Fragment strony:

<<<<

Nasza Loteria SR - pasek na kartach artykułów

Prof. Andrzej Rychard: To będą wybory o charakterze cywilizacyjnym

Anita Czupryn
Anita Czupryn
Prof. Andrzej Rychard
Prof. Andrzej Rychard Bartek Syta
Gdyby program PiS był zrealizowany, przyniósłby Polsce rzeczywistość zatrważającą. Ale nikt nie może powiedzieć: „Nie wiedziałem, nie słyszałem, nie wiem, że to było” - mówi prof. Andrzej Rychard.

Kampania wyborcza zdąży jeszcze nabrać rumieńców na ostatniej prostej? Noty dostaje słabe. Mówią, że jest miałka, że brak jej emocji. Pan jak ją ocenia?
Emocje w niej są, ale one są jak gdyby w tej otoczce kampanijnej, to znaczy w wydarzeniach, które się dzieją w kontekście rozmaitych afer. Jak na przykład w kwestii pana Mariana Banasia. Powoli specyfika polskich kampanii się zmienia i polega na tym, że sama zawartość kampanijna jest słabsza, ale kampania się rozgrywa na tych polach, które powinny być kontekstem kampanii. A u nas, można powiedzieć, ten kontekst staje się kampanią. Nie spodziewam się, żeby w samej kampanii coś dużego się jeszcze wydarzyło.

Myślałam, że partie trzymają jakiegoś asa w rękawie na samą końcówkę.
Politycy jak gdyby uznali, że ludzie tak naprawdę interesują się tylko takimi mniej lub bardziej widzialnymi aspektami, które dotyczą tego teoretycznie pobocza kampanii, dotyczą istoty systemu, jak wspomniane afery na przykład, ale że się słabiej interesują samą kampanią. Jest jakaś próba obudzenia zainteresowania podstawowymi rzeczami, spośród których zdrowie wychodzi ostatnio w tej kampanii na plan pierwszy. Tylko że nikt nie potrafi powiedzieć o zdrowiu tak, żeby było to przekonujące dla przeciętnego człowieka. Dlatego, że po pierwsze, są to sprawy trudne, a po drugie, nikt zdaje się nie ma pomysłu na to, jak je rozwiązać. Po trzecie - tego się nie da rozwiązać za tego rodzaju pomocą: „Macie 500 złotych, więc idźcie sobie do prywatnego lekarza”.

Polacy wskazują w badaniach, że zdrowie jest wartością w życiu najważniejszą. Pomysł na zdrowie, jaki ma Platforma z Koalicją Obywatelską specjalnie się w tej kampanii nie przebija. Dlaczego?

>>>>

Treść zadania A: Wymień wszystkie powody, które według wywiadu sprawiają, że nikt nie umie mówić o zdrowiu przekonująco dla przeciętnego człowieka.
Wywiad i rekordy pochodzą z różnych źródeł.

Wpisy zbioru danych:
<<<<

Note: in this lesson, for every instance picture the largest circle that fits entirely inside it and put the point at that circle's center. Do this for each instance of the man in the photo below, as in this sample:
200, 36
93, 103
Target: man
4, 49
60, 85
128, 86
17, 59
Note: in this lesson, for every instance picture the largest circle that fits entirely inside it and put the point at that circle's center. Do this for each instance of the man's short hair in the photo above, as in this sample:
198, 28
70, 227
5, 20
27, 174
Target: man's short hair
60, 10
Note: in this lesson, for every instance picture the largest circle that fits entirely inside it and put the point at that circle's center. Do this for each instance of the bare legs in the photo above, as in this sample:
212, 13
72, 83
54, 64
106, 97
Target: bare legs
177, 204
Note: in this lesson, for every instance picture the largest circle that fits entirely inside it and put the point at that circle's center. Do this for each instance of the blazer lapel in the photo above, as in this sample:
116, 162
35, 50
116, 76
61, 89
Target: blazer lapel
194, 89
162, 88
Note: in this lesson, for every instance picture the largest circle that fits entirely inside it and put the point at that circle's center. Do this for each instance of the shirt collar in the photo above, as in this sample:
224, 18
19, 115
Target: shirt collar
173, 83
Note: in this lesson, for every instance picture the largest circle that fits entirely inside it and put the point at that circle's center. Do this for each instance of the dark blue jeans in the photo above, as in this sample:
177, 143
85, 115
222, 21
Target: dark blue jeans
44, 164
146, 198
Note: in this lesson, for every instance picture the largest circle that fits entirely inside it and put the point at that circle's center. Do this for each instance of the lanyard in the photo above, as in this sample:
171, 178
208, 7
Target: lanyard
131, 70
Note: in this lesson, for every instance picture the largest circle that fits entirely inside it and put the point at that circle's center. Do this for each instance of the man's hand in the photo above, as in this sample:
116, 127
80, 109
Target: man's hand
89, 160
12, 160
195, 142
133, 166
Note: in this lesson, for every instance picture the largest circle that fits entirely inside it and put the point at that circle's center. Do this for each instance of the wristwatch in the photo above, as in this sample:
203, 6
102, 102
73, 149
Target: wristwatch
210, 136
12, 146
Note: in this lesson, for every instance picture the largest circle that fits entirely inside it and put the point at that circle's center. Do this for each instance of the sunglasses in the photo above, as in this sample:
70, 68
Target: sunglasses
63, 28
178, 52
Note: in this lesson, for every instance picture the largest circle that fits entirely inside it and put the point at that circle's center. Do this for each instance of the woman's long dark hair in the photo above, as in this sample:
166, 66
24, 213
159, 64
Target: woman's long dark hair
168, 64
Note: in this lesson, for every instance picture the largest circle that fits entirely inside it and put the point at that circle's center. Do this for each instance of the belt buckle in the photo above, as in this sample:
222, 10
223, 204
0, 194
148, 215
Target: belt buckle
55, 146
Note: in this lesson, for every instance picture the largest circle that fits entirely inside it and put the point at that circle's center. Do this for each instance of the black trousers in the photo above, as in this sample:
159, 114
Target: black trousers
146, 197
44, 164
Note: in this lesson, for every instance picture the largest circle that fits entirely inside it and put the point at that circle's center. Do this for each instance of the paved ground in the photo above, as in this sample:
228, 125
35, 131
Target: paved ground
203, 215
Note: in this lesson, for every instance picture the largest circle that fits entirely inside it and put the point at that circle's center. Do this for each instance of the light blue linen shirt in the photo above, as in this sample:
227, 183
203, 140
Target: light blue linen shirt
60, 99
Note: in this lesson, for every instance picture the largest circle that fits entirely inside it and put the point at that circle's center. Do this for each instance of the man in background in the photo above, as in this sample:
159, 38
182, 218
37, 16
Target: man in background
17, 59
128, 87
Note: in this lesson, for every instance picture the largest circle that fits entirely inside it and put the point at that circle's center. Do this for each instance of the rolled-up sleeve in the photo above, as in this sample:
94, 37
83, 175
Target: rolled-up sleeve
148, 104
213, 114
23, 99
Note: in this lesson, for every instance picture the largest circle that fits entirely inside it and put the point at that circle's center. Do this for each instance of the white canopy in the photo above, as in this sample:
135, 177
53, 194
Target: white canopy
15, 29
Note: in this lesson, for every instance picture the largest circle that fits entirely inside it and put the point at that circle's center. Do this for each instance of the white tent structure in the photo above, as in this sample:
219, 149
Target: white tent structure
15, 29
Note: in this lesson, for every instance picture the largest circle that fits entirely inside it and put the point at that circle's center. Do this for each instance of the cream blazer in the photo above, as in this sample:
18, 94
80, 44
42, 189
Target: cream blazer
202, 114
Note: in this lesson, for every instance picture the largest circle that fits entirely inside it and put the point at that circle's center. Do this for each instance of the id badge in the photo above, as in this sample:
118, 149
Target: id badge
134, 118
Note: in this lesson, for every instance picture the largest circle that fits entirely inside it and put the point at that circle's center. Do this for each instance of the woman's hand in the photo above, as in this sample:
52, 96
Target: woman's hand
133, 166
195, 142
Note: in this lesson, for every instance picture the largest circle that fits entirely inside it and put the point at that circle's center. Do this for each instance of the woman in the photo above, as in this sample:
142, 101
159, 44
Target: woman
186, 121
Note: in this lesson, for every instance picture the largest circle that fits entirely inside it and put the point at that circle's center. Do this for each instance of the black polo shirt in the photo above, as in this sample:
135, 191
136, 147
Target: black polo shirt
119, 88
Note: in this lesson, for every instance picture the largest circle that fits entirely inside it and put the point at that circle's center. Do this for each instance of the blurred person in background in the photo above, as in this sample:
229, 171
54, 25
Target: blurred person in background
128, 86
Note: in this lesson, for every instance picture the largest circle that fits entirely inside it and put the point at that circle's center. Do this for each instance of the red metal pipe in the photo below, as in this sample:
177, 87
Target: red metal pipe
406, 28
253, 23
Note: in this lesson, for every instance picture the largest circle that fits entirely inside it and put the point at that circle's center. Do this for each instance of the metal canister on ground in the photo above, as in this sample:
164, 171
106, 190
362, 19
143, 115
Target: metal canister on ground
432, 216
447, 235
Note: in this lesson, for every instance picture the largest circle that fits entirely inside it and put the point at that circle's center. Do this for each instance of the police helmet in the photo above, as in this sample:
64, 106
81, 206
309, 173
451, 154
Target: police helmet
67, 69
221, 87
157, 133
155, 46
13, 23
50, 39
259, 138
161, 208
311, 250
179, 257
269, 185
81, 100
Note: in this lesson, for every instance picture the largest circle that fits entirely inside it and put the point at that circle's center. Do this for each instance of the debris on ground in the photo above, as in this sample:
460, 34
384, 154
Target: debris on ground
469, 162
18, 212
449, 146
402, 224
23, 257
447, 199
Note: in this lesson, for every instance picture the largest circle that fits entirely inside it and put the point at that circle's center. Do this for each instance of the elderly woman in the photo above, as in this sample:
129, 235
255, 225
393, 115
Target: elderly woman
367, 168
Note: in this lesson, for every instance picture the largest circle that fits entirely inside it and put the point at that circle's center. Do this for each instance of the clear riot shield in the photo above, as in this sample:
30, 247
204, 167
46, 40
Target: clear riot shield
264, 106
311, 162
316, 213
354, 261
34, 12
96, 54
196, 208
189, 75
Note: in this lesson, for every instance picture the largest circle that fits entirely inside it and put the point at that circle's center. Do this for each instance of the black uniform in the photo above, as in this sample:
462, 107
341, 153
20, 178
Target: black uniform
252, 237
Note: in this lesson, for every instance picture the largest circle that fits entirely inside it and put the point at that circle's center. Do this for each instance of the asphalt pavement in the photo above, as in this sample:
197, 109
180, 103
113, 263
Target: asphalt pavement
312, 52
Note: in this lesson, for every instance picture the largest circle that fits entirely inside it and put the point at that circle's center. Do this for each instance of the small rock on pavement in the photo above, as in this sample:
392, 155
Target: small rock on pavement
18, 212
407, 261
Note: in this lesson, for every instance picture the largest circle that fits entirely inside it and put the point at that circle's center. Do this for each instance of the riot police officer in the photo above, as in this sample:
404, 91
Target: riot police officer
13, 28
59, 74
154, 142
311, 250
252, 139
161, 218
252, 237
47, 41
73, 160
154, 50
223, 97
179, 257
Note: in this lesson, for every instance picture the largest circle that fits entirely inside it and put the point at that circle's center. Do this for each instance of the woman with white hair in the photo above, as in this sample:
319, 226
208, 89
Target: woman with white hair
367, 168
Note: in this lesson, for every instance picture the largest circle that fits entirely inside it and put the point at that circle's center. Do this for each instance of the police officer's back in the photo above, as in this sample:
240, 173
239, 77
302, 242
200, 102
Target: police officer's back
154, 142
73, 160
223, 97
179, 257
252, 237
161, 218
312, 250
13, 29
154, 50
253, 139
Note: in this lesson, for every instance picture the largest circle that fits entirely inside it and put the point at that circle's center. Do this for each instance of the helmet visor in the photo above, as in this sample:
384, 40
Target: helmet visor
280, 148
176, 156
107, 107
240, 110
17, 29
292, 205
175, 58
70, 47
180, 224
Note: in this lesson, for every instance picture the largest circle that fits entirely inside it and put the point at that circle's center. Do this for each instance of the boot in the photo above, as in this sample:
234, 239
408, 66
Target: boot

>>>>

Treść zadania B: Policz wiersze rekordów zawierające słowo „with”, przy czym wielkość liter ma znaczenie. Podaj wyłącznie liczbę.

Pełna odpowiedź A:
1. Są to sprawy trudne.
2. Nikt, jak się zdaje, nie ma pomysłu na to, jak je rozwiązać.
3. Nie da się tego rozwiązać pomocą w rodzaju: „Macie 500 złotych, więc idźcie sobie do prywatnego lekarza”.

Pełna odpowiedź B: 2